- SOURCE
Building Practical AI Agents
November 15, 2025·4 min read
“AI agents” is overloaded. A lot of demos are a prompt plus a loop plus vibes. I care about agents that close a real loop:
- produce an artifact (a summary, a report, a PR),
- verify it against explicit criteria,
- and revise until it’s acceptable (or fail loudly with a reason).
If you can’t explain the loop, instrument it, and test it with real inputs, you don’t have an agent. You have a generator.
TL;DR
- Make the loop explicit:
draft -> verify -> revisewith a max revision budget. - Verify against something concrete: schemas, checklists, citations, invariants, or policy gates.
- Log state transitions and the reasons for revisions. “It got better” is not a debug strategy.
- Treat tools as untrusted I/O: timeouts, retries, and bounded outputs.
- Keep the agent state visible to operators. If work, blockers, and memory are opaque, the system will feel smarter than it is.
The loop matters more than the model
The model choice matters. The loop matters more.
When an agent is reliable, it is usually because the control structure is boring:
- the input shape is constrained,
- the output artifact is inspectable,
- verification is explicit,
- retries are bounded,
- and failure is visible.
That pattern works whether the artifact is a summary, a docs patch, a deployment plan, or a DAG run in an operator UI.
Here is the smallest useful version:
class SpecState(TypedDict):
task: str
draft: str
verified: str
needs_revision: bool
revision_count: int
max_revisions: int
def _build_graph(self):
workflow = StateGraph(SpecState)
workflow.add_node("draft_step", self.draft_node)
workflow.add_node("verify_step", self.verify_node)
workflow.add_node("revise_step", self.revise_node)
workflow.set_entry_point("draft_step")
workflow.add_edge("draft_step", "verify_step")
workflow.add_conditional_edges(
"verify_step",
self.should_revise,
{"revise": "revise_step", "end": END}
)
workflow.add_edge("revise_step", "verify_step")
return workflow.compile()
The point is not LangGraph specifically. The point is that the behavior is a state machine instead of an improvised conversation.
Current examples from my stack
This pattern now shows up in a few different places across the projects on this site:
1) News Analyzer: the pipeline is the product
The News Analyzer demo is the most literal example. It is an agentic content pipeline:
- collect inputs,
- extract content,
- draft a summary,
- enrich or verify,
- and deliver an artifact.
That is useful because the artifact is concrete and the pipeline stages are visible. You can inspect where it failed instead of treating the whole system like magic.

- INFORMATION PROVIDED
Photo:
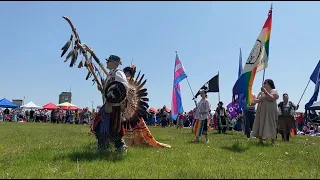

- EXERCISE TASK
Translate this sentence from the article on building practical AI agents into Spanish: "The point is that the behavior is a state machine instead of an improvised conversation."

- EXERCISE SOLUTION
Lo importante es que el comportamiento es una máquina de estados en lugar de una conversación improvisada.